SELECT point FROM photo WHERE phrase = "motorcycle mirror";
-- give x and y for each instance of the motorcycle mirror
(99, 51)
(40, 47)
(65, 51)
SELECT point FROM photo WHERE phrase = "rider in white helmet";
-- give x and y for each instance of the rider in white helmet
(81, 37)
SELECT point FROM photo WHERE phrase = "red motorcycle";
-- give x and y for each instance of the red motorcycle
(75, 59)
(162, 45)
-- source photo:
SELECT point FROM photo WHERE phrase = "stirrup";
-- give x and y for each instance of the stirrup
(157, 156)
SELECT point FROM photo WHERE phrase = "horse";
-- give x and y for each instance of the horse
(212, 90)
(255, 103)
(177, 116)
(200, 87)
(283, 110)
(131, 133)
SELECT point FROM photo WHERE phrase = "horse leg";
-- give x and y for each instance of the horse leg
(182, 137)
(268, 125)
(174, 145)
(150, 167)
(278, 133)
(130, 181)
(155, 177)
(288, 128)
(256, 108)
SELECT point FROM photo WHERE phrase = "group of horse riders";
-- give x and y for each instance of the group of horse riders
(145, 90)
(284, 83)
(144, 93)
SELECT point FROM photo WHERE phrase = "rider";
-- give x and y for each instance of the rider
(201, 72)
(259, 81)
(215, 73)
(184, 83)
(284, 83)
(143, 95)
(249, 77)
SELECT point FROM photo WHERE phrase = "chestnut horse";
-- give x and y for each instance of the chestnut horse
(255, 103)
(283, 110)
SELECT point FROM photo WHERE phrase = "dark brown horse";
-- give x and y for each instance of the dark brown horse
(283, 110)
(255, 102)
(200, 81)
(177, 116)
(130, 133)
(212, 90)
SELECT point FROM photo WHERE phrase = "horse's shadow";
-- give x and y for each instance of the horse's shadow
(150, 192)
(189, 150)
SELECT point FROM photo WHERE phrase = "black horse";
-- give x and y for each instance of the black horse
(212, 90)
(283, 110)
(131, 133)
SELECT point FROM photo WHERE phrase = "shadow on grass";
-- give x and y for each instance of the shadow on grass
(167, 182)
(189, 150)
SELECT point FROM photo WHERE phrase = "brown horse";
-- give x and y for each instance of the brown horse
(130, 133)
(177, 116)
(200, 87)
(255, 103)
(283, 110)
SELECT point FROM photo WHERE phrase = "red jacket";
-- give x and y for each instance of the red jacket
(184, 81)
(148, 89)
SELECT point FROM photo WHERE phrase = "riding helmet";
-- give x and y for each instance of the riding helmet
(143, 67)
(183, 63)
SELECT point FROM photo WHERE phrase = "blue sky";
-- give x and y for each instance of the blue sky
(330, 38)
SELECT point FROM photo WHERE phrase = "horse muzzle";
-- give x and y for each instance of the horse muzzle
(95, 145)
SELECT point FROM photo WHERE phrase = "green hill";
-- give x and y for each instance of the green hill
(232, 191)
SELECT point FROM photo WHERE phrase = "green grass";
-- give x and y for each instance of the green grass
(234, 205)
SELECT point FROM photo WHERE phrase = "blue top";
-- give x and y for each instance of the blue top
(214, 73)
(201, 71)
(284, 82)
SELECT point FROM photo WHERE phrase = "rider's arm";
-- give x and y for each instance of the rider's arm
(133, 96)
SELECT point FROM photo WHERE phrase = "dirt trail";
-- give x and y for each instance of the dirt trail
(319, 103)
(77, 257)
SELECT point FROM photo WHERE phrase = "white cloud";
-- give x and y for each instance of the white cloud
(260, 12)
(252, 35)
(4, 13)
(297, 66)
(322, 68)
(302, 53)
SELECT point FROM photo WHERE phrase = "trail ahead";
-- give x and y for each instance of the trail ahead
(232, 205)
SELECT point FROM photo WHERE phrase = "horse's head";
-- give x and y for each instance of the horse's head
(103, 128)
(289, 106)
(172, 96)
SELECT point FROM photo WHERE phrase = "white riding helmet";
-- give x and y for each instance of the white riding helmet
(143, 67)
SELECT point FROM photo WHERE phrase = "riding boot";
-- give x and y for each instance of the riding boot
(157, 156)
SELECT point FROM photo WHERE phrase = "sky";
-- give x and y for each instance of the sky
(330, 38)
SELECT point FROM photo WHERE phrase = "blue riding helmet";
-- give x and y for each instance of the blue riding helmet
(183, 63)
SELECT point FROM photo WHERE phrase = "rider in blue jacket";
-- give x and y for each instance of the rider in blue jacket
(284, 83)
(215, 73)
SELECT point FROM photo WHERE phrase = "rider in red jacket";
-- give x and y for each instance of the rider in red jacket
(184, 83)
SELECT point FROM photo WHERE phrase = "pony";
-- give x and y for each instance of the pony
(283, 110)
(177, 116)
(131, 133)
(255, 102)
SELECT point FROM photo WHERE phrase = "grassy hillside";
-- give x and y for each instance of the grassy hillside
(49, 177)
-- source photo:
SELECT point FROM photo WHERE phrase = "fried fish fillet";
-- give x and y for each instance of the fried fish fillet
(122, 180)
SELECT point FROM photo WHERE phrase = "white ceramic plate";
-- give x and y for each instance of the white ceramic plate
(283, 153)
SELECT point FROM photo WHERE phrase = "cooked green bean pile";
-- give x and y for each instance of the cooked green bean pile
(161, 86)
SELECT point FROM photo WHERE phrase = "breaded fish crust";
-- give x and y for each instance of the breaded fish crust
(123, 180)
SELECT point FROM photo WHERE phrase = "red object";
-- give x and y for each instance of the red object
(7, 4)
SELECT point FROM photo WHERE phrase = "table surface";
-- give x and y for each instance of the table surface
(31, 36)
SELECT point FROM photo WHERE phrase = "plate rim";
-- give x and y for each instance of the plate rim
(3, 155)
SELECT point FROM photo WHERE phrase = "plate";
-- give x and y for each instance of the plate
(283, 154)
○ ○ ○ ○
Challenge: Write out every entry again, keeping each line exactly the same.

Right answer:
SELECT point FROM photo WHERE phrase = "motorcycle mirror";
-- give x and y for each instance of the motorcycle mirror
(99, 51)
(40, 47)
(65, 51)
SELECT point FROM photo WHERE phrase = "rider in white helmet";
-- give x and y for each instance of the rider in white helmet
(81, 37)
SELECT point FROM photo WHERE phrase = "red motorcycle";
-- give x and y for each instance of the red motorcycle
(75, 59)
(162, 45)
-- source photo:
SELECT point FROM photo WHERE phrase = "stirrup";
-- give x and y for each instance of the stirrup
(157, 156)
SELECT point FROM photo WHERE phrase = "horse";
-- give x and y for each instance of the horse
(212, 90)
(255, 103)
(177, 116)
(200, 87)
(283, 110)
(131, 133)
SELECT point FROM photo WHERE phrase = "horse leg";
-- give x and y for each instance of the horse leg
(182, 137)
(268, 125)
(174, 145)
(150, 167)
(278, 133)
(130, 181)
(155, 177)
(288, 128)
(256, 108)
SELECT point FROM photo WHERE phrase = "group of horse riders";
-- give x and y for each instance of the group of horse riders
(145, 90)
(284, 83)
(144, 93)
SELECT point FROM photo WHERE phrase = "rider";
-- give x and y for each instance of the rider
(201, 72)
(259, 81)
(215, 73)
(184, 83)
(284, 83)
(143, 95)
(249, 77)
SELECT point FROM photo WHERE phrase = "chestnut horse";
-- give x and y for each instance of the chestnut horse
(255, 103)
(283, 110)
SELECT point FROM photo WHERE phrase = "dark brown horse";
-- give x and y for each instance of the dark brown horse
(283, 110)
(255, 102)
(200, 81)
(177, 116)
(130, 133)
(212, 90)
SELECT point FROM photo WHERE phrase = "horse's shadow";
-- give x and y for each instance of the horse's shadow
(150, 192)
(189, 150)
SELECT point FROM photo WHERE phrase = "black horse";
-- give x and y for each instance of the black horse
(212, 90)
(283, 110)
(131, 133)
SELECT point FROM photo WHERE phrase = "shadow on grass";
-- give x and y for each instance of the shadow on grass
(167, 182)
(189, 150)
SELECT point FROM photo WHERE phrase = "brown horse";
-- give x and y for each instance of the brown horse
(130, 133)
(177, 116)
(200, 87)
(255, 103)
(283, 110)
SELECT point FROM photo WHERE phrase = "red jacket";
-- give x and y for each instance of the red jacket
(184, 81)
(148, 89)
SELECT point FROM photo WHERE phrase = "riding helmet";
-- give x and y for each instance of the riding helmet
(143, 67)
(183, 63)
SELECT point FROM photo WHERE phrase = "blue sky";
-- give x and y for each instance of the blue sky
(330, 38)
SELECT point FROM photo WHERE phrase = "horse muzzle";
-- give x and y for each instance of the horse muzzle
(95, 145)
SELECT point FROM photo WHERE phrase = "green hill";
-- give x and y for each instance of the green hill
(232, 191)
SELECT point FROM photo WHERE phrase = "green grass";
-- give x and y for each instance of the green grass
(234, 205)
SELECT point FROM photo WHERE phrase = "blue top";
-- give x and y for each instance of the blue top
(214, 73)
(201, 71)
(284, 82)
SELECT point FROM photo WHERE phrase = "rider's arm";
-- give x and y for each instance of the rider's arm
(133, 96)
SELECT point FROM photo WHERE phrase = "dirt trail";
-- give x and y for each instance of the dirt trail
(319, 103)
(77, 257)
SELECT point FROM photo WHERE phrase = "white cloud";
-- give x and y for each instance of the white cloud
(260, 12)
(252, 35)
(4, 13)
(297, 66)
(322, 68)
(302, 53)
SELECT point FROM photo WHERE phrase = "trail ahead";
-- give x and y for each instance of the trail ahead
(232, 205)
SELECT point FROM photo WHERE phrase = "horse's head";
-- give x and y for each instance of the horse's head
(103, 128)
(289, 106)
(172, 96)
SELECT point FROM photo WHERE phrase = "white riding helmet";
-- give x and y for each instance of the white riding helmet
(143, 67)
SELECT point FROM photo WHERE phrase = "riding boot";
-- give x and y for each instance of the riding boot
(157, 156)
SELECT point FROM photo WHERE phrase = "sky";
-- give x and y for each instance of the sky
(330, 38)
SELECT point FROM photo WHERE phrase = "blue riding helmet";
-- give x and y for each instance of the blue riding helmet
(183, 63)
SELECT point FROM photo WHERE phrase = "rider in blue jacket";
-- give x and y for each instance of the rider in blue jacket
(284, 83)
(215, 73)
SELECT point FROM photo WHERE phrase = "rider in red jacket";
-- give x and y for each instance of the rider in red jacket
(184, 83)
SELECT point FROM photo WHERE phrase = "pony";
-- give x and y for each instance of the pony
(283, 110)
(177, 116)
(131, 133)
(255, 102)
SELECT point FROM photo WHERE phrase = "grassy hillside";
-- give x and y for each instance of the grassy hillside
(49, 177)
-- source photo:
SELECT point FROM photo WHERE phrase = "fried fish fillet";
-- give x and y for each instance of the fried fish fillet
(122, 180)
SELECT point FROM photo WHERE phrase = "white ceramic plate";
-- give x and y for each instance of the white ceramic plate
(283, 153)
SELECT point FROM photo WHERE phrase = "cooked green bean pile";
-- give x and y for each instance of the cooked green bean pile
(161, 86)
SELECT point FROM photo WHERE phrase = "breaded fish crust";
-- give x and y for each instance of the breaded fish crust
(123, 180)
SELECT point FROM photo WHERE phrase = "red object";
-- give x and y for each instance of the red object
(7, 4)
SELECT point FROM photo WHERE phrase = "table surface";
-- give x and y for each instance of the table surface
(31, 36)
SELECT point FROM photo WHERE phrase = "plate rim";
-- give x and y for each instance of the plate rim
(3, 155)
SELECT point FROM photo WHERE phrase = "plate";
-- give x and y for each instance of the plate
(283, 154)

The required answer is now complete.